- Your task
Copy out, exactly and with nothing else, the stretch of lines that starts at the line containing "point(492, 198)" and finishes at the end of the data.

- Items from a data source
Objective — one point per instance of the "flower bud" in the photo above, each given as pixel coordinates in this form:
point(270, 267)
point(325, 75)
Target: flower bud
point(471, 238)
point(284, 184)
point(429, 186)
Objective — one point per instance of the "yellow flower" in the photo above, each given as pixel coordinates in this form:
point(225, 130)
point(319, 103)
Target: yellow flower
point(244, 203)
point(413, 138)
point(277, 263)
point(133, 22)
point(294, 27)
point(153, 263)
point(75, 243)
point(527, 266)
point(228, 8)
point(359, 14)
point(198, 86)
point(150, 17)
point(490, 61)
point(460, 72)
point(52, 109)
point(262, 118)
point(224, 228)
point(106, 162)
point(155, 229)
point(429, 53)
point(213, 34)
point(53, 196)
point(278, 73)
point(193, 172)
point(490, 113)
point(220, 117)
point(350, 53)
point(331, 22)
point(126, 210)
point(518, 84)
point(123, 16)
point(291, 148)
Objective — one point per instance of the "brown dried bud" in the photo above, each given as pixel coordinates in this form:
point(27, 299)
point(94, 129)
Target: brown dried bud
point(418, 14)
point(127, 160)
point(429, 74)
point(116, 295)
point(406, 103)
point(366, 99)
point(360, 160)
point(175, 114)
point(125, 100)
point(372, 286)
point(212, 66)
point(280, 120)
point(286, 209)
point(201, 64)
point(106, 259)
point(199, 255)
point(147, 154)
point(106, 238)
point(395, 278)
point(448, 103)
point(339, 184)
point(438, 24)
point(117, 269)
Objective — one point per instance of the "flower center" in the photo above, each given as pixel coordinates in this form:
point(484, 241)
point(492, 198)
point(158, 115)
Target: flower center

- Response to the exercise
point(492, 198)
point(158, 115)
Target: flower center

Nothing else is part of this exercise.